If Type- ii supernovae – the evolutionary end points of short-lived , massive stars – produce a significant quantity of dust ( > 0.1 M _ { \odot } ) then they can explain the rest-frame far-infrared emission seen in galaxies and quasars in the first Gyr of the Universe .
Submillimetre ( submm ) observations of the Galactic supernova remnant , Cas A , provided the first observational evidence for the formation of significant quantities of dust in Type- ii supernovae .
In this paper we present new data which show that the submm emission from Cas A is polarised at a level significantly higher than that of its synchrotron emission .
The orientation is consistent with that of the magnetic field in Cas A , implying that the polarised submm emission is associated with the remnant .
No known mechanism would vary the synchrotron polarisation in this way and so we attribute the excess polarised submm flux to cold dust within the remnant , providing fresh evidence that cosmic dust can form rapidly .

## Set task a
Please gather every line of the records that contains the word "blue", matching its case exactly.
The text on supernova dust and the records are two unrelated pieces of material.

[Lines of data]

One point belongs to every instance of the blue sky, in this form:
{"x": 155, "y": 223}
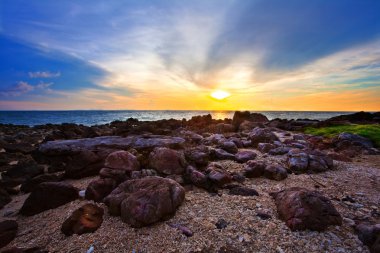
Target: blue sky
{"x": 269, "y": 55}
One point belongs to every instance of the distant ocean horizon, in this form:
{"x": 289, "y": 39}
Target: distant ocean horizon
{"x": 99, "y": 117}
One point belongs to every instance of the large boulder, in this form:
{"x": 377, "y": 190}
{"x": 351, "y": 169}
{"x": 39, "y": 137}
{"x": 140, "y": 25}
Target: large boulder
{"x": 167, "y": 161}
{"x": 302, "y": 209}
{"x": 122, "y": 160}
{"x": 142, "y": 202}
{"x": 86, "y": 219}
{"x": 262, "y": 135}
{"x": 98, "y": 189}
{"x": 8, "y": 231}
{"x": 48, "y": 196}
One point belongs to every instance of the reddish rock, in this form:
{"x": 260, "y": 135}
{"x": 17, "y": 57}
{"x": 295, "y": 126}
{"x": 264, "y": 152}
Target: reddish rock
{"x": 302, "y": 209}
{"x": 145, "y": 201}
{"x": 254, "y": 168}
{"x": 262, "y": 135}
{"x": 48, "y": 196}
{"x": 8, "y": 231}
{"x": 245, "y": 155}
{"x": 86, "y": 219}
{"x": 167, "y": 161}
{"x": 122, "y": 160}
{"x": 98, "y": 189}
{"x": 276, "y": 172}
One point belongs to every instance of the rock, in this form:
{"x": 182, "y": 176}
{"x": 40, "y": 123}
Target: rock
{"x": 48, "y": 196}
{"x": 145, "y": 201}
{"x": 229, "y": 146}
{"x": 86, "y": 219}
{"x": 239, "y": 117}
{"x": 243, "y": 191}
{"x": 254, "y": 169}
{"x": 245, "y": 155}
{"x": 298, "y": 161}
{"x": 217, "y": 175}
{"x": 276, "y": 172}
{"x": 98, "y": 189}
{"x": 279, "y": 151}
{"x": 220, "y": 154}
{"x": 30, "y": 184}
{"x": 115, "y": 174}
{"x": 122, "y": 160}
{"x": 303, "y": 209}
{"x": 263, "y": 216}
{"x": 221, "y": 224}
{"x": 167, "y": 161}
{"x": 4, "y": 198}
{"x": 265, "y": 147}
{"x": 8, "y": 231}
{"x": 262, "y": 135}
{"x": 369, "y": 235}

## Set task b
Extend the text on supernova dust in Cas A, starting after its last sentence.

## Exercise answer a
One point belongs to every instance of the blue sky, in this form:
Target: blue sky

## Exercise answer b
This is supported by the presence of both polarised and unpolarised dust emission in the north of the remnant , where there is no contamination from foreground molecular clouds .
The inferred dust polarisation fraction is unprecedented ( f _ { pol } \sim 30 per cent ) which , coupled with the brief timescale available for grain alignment ( < 300 yr ) , suggests that supernova dust differs from that seen in other Galactic sources ( where f _ { pol } = 2 - 7 per cent ) , or that a highly efficient grain alignment process must operate in the environment of a supernova remnant .